═══ Dataset records

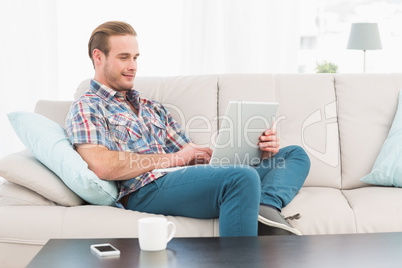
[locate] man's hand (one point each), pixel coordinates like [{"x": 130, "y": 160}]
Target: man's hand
[
  {"x": 269, "y": 143},
  {"x": 192, "y": 154}
]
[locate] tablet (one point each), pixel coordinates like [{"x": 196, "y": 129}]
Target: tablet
[{"x": 241, "y": 127}]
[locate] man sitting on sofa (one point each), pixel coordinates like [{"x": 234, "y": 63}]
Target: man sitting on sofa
[{"x": 124, "y": 137}]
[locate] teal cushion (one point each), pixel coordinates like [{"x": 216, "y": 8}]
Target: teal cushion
[
  {"x": 49, "y": 143},
  {"x": 387, "y": 170}
]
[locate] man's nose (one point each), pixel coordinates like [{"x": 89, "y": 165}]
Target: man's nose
[{"x": 132, "y": 65}]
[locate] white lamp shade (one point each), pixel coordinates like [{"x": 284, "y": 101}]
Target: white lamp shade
[{"x": 364, "y": 36}]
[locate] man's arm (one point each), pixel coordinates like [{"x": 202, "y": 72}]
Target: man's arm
[{"x": 114, "y": 165}]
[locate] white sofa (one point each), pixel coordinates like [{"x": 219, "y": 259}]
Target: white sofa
[{"x": 341, "y": 121}]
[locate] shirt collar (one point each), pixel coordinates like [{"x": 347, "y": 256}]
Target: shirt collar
[{"x": 108, "y": 94}]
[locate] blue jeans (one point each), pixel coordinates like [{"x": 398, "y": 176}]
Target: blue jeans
[{"x": 232, "y": 193}]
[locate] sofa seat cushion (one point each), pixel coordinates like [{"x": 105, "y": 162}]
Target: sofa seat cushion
[
  {"x": 48, "y": 141},
  {"x": 376, "y": 209},
  {"x": 12, "y": 194},
  {"x": 323, "y": 210},
  {"x": 37, "y": 177}
]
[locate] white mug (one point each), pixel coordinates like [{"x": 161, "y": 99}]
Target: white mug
[{"x": 153, "y": 233}]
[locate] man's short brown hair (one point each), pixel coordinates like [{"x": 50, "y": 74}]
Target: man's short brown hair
[{"x": 100, "y": 36}]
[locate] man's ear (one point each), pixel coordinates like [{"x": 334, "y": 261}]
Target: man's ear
[{"x": 98, "y": 57}]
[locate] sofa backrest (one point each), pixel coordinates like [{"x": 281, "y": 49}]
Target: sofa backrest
[
  {"x": 367, "y": 105},
  {"x": 340, "y": 120}
]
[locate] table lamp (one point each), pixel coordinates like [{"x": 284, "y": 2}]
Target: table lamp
[{"x": 364, "y": 36}]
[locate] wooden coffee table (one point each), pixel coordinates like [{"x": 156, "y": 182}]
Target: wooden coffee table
[{"x": 357, "y": 250}]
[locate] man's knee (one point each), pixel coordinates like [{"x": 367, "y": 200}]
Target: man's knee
[
  {"x": 247, "y": 176},
  {"x": 297, "y": 152}
]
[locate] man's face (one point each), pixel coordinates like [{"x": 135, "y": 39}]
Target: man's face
[{"x": 118, "y": 69}]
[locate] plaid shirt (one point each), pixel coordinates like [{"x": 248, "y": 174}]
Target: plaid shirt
[{"x": 102, "y": 116}]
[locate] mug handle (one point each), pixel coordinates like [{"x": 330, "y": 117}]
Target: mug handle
[{"x": 172, "y": 232}]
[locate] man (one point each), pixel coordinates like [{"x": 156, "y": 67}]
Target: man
[{"x": 124, "y": 138}]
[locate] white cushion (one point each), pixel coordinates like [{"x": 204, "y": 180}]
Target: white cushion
[
  {"x": 387, "y": 170},
  {"x": 49, "y": 143},
  {"x": 37, "y": 177},
  {"x": 366, "y": 109},
  {"x": 12, "y": 194}
]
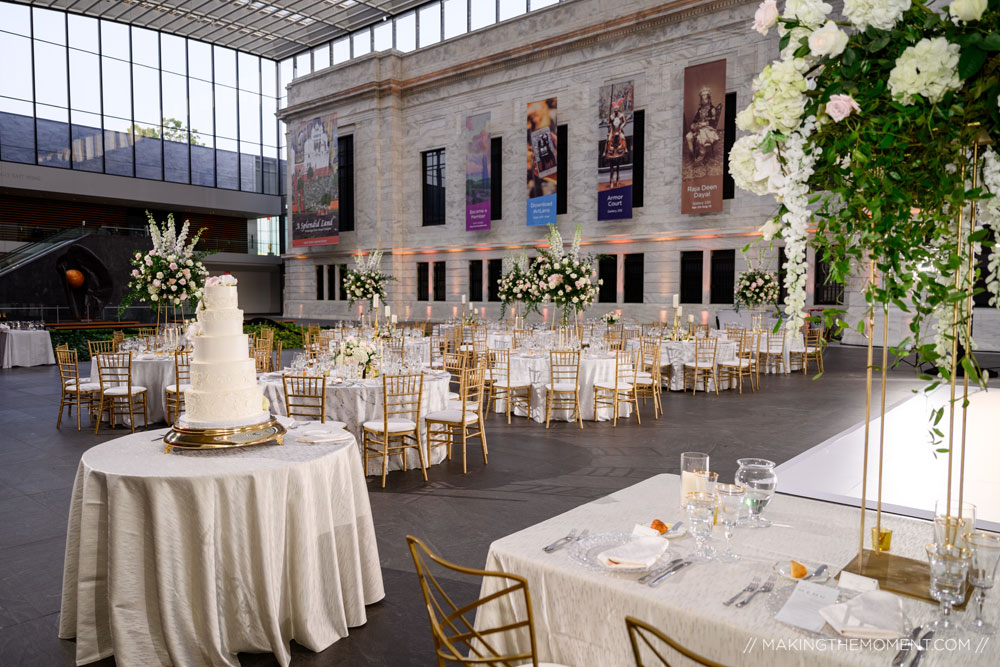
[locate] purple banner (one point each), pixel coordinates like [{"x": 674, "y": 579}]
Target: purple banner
[{"x": 477, "y": 173}]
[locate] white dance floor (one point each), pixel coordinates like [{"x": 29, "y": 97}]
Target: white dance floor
[{"x": 914, "y": 477}]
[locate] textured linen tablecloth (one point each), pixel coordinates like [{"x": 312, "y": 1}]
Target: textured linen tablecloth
[
  {"x": 580, "y": 614},
  {"x": 533, "y": 369},
  {"x": 25, "y": 348},
  {"x": 190, "y": 557},
  {"x": 358, "y": 401},
  {"x": 153, "y": 373}
]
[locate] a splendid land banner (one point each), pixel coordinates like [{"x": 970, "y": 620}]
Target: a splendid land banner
[
  {"x": 542, "y": 162},
  {"x": 315, "y": 205},
  {"x": 477, "y": 172},
  {"x": 703, "y": 145},
  {"x": 614, "y": 151}
]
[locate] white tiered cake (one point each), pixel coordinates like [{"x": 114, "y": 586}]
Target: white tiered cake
[{"x": 224, "y": 390}]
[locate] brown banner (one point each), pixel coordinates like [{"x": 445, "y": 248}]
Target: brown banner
[{"x": 702, "y": 147}]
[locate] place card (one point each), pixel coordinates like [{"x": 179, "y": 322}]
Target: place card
[{"x": 802, "y": 607}]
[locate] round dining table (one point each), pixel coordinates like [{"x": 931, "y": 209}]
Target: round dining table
[
  {"x": 356, "y": 401},
  {"x": 192, "y": 557}
]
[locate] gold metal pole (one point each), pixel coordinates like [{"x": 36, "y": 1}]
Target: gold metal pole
[{"x": 870, "y": 331}]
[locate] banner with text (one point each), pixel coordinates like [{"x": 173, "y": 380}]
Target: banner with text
[
  {"x": 614, "y": 152},
  {"x": 542, "y": 162},
  {"x": 477, "y": 172},
  {"x": 315, "y": 194},
  {"x": 702, "y": 152}
]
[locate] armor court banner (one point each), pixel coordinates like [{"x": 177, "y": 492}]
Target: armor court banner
[
  {"x": 315, "y": 195},
  {"x": 702, "y": 150},
  {"x": 477, "y": 172},
  {"x": 614, "y": 152},
  {"x": 542, "y": 162}
]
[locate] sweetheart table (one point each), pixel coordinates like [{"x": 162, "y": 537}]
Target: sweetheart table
[
  {"x": 189, "y": 558},
  {"x": 580, "y": 614}
]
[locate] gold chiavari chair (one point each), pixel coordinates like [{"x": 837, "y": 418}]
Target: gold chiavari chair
[
  {"x": 563, "y": 389},
  {"x": 117, "y": 393},
  {"x": 622, "y": 388},
  {"x": 75, "y": 390},
  {"x": 647, "y": 639},
  {"x": 457, "y": 640},
  {"x": 774, "y": 352},
  {"x": 743, "y": 365},
  {"x": 512, "y": 391},
  {"x": 649, "y": 380},
  {"x": 174, "y": 393},
  {"x": 305, "y": 396},
  {"x": 399, "y": 427},
  {"x": 703, "y": 365},
  {"x": 457, "y": 424}
]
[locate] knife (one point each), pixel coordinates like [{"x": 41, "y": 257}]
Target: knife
[{"x": 673, "y": 570}]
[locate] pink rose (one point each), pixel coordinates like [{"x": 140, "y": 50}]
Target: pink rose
[
  {"x": 765, "y": 16},
  {"x": 841, "y": 106}
]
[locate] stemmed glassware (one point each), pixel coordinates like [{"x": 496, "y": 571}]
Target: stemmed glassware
[
  {"x": 985, "y": 550},
  {"x": 949, "y": 568},
  {"x": 701, "y": 515},
  {"x": 757, "y": 476},
  {"x": 731, "y": 510}
]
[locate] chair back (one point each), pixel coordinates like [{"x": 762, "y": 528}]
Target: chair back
[
  {"x": 453, "y": 626},
  {"x": 647, "y": 640},
  {"x": 305, "y": 396},
  {"x": 564, "y": 367}
]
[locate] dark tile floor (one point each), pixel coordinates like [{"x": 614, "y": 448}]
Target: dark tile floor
[{"x": 533, "y": 474}]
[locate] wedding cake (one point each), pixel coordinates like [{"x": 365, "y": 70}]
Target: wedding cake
[{"x": 224, "y": 390}]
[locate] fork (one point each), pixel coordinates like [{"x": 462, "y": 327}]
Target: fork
[
  {"x": 560, "y": 543},
  {"x": 766, "y": 588},
  {"x": 749, "y": 588}
]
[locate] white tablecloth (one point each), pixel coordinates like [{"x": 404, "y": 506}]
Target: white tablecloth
[
  {"x": 25, "y": 348},
  {"x": 534, "y": 370},
  {"x": 580, "y": 614},
  {"x": 358, "y": 401},
  {"x": 153, "y": 373},
  {"x": 190, "y": 557}
]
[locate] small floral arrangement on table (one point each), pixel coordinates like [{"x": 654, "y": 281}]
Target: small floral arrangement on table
[
  {"x": 564, "y": 278},
  {"x": 172, "y": 273},
  {"x": 756, "y": 288},
  {"x": 366, "y": 280}
]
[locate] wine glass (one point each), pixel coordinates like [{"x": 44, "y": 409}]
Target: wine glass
[
  {"x": 757, "y": 476},
  {"x": 731, "y": 510},
  {"x": 949, "y": 568},
  {"x": 985, "y": 550},
  {"x": 701, "y": 516}
]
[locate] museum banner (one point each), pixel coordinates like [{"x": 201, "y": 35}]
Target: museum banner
[
  {"x": 614, "y": 151},
  {"x": 314, "y": 189},
  {"x": 702, "y": 150},
  {"x": 542, "y": 162},
  {"x": 477, "y": 172}
]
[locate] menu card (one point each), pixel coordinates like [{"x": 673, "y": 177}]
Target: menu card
[{"x": 802, "y": 608}]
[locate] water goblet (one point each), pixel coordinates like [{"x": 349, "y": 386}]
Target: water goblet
[
  {"x": 731, "y": 510},
  {"x": 985, "y": 550},
  {"x": 701, "y": 515},
  {"x": 757, "y": 476},
  {"x": 949, "y": 568}
]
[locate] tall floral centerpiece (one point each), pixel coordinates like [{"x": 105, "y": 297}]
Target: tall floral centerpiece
[
  {"x": 565, "y": 277},
  {"x": 169, "y": 275},
  {"x": 366, "y": 281}
]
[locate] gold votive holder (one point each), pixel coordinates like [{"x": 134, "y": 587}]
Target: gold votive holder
[{"x": 881, "y": 539}]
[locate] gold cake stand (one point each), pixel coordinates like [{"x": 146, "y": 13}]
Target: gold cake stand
[{"x": 224, "y": 438}]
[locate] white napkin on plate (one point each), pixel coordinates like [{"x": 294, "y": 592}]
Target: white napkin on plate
[
  {"x": 637, "y": 552},
  {"x": 871, "y": 615}
]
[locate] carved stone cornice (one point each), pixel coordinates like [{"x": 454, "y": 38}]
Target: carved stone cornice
[{"x": 615, "y": 29}]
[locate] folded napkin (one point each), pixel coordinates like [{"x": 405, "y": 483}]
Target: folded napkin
[
  {"x": 872, "y": 615},
  {"x": 637, "y": 552}
]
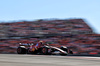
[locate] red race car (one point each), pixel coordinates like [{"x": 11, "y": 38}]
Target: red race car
[{"x": 44, "y": 49}]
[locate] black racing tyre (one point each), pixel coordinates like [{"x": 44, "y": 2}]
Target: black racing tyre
[
  {"x": 44, "y": 51},
  {"x": 21, "y": 50},
  {"x": 70, "y": 52}
]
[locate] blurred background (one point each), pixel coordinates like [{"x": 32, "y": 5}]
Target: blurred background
[{"x": 73, "y": 23}]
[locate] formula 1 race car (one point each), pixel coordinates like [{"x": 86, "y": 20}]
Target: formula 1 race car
[{"x": 43, "y": 50}]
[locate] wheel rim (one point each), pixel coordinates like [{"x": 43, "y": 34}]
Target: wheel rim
[{"x": 43, "y": 50}]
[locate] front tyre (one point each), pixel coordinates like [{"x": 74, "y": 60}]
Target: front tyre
[
  {"x": 21, "y": 50},
  {"x": 45, "y": 51}
]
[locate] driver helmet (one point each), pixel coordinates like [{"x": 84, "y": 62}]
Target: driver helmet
[{"x": 41, "y": 42}]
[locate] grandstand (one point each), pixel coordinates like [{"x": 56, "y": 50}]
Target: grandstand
[{"x": 74, "y": 33}]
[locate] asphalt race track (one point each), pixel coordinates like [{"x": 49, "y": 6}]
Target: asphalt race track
[{"x": 46, "y": 60}]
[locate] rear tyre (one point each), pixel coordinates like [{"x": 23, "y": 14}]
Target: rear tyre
[
  {"x": 21, "y": 50},
  {"x": 45, "y": 50},
  {"x": 70, "y": 52}
]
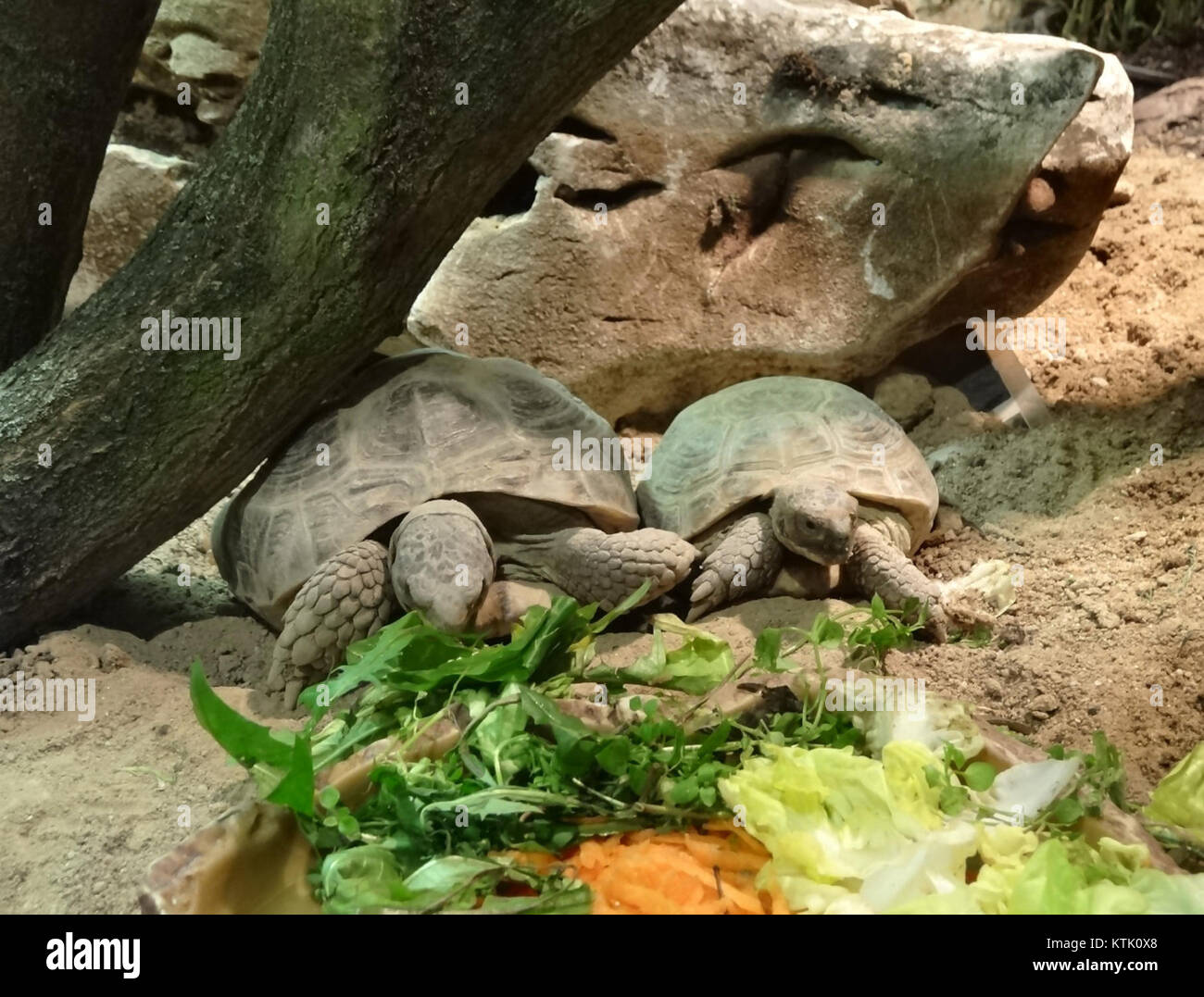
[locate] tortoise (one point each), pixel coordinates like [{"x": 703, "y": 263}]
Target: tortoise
[
  {"x": 448, "y": 460},
  {"x": 784, "y": 465}
]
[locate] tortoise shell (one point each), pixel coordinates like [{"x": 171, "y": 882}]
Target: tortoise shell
[
  {"x": 413, "y": 428},
  {"x": 741, "y": 443}
]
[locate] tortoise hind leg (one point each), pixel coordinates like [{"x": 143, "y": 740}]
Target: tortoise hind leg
[
  {"x": 344, "y": 601},
  {"x": 594, "y": 566},
  {"x": 743, "y": 559},
  {"x": 877, "y": 566}
]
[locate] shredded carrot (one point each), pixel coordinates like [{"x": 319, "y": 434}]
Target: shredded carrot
[{"x": 709, "y": 871}]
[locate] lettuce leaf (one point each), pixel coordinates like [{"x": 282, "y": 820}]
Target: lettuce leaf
[{"x": 1179, "y": 799}]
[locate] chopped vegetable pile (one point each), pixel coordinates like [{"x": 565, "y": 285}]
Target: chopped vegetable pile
[{"x": 498, "y": 793}]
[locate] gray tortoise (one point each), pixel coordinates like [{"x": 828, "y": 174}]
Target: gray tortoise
[
  {"x": 794, "y": 465},
  {"x": 460, "y": 451}
]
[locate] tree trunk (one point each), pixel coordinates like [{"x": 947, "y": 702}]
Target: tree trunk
[
  {"x": 354, "y": 107},
  {"x": 64, "y": 69}
]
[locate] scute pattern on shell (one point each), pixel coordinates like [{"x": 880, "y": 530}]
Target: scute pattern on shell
[
  {"x": 741, "y": 443},
  {"x": 410, "y": 429}
]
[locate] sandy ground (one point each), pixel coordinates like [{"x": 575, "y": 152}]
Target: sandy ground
[{"x": 1111, "y": 604}]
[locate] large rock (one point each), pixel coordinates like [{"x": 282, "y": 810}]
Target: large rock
[
  {"x": 209, "y": 44},
  {"x": 132, "y": 191},
  {"x": 669, "y": 239}
]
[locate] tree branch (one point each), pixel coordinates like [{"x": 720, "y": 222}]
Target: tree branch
[{"x": 354, "y": 106}]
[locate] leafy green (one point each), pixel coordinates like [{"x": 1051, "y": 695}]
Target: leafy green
[
  {"x": 1179, "y": 799},
  {"x": 282, "y": 756}
]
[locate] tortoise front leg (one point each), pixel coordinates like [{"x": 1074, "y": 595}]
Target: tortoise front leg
[
  {"x": 743, "y": 559},
  {"x": 878, "y": 567},
  {"x": 347, "y": 599}
]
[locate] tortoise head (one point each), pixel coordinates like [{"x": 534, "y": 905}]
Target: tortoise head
[{"x": 815, "y": 519}]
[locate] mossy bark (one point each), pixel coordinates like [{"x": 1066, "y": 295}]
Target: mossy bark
[
  {"x": 64, "y": 69},
  {"x": 354, "y": 106}
]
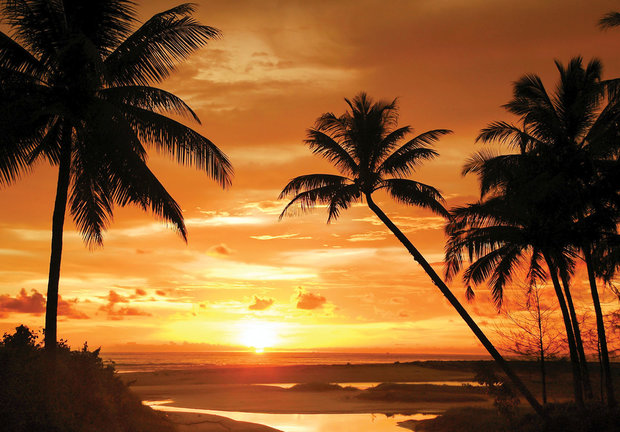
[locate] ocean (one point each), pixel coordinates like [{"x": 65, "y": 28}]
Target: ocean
[{"x": 154, "y": 361}]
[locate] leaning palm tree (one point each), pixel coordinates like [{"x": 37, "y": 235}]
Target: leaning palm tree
[
  {"x": 610, "y": 19},
  {"x": 502, "y": 237},
  {"x": 366, "y": 145},
  {"x": 75, "y": 90}
]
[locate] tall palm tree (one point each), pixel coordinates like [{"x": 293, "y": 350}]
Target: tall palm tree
[
  {"x": 501, "y": 237},
  {"x": 610, "y": 19},
  {"x": 367, "y": 147},
  {"x": 571, "y": 138},
  {"x": 75, "y": 90}
]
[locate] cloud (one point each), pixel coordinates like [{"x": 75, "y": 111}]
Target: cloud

══════

To do –
From the records above, return each line where "cloud" occurs.

Exercise answer –
[locate] cloud (one point each), pixel coordinates like [{"x": 75, "y": 111}]
Target: cloud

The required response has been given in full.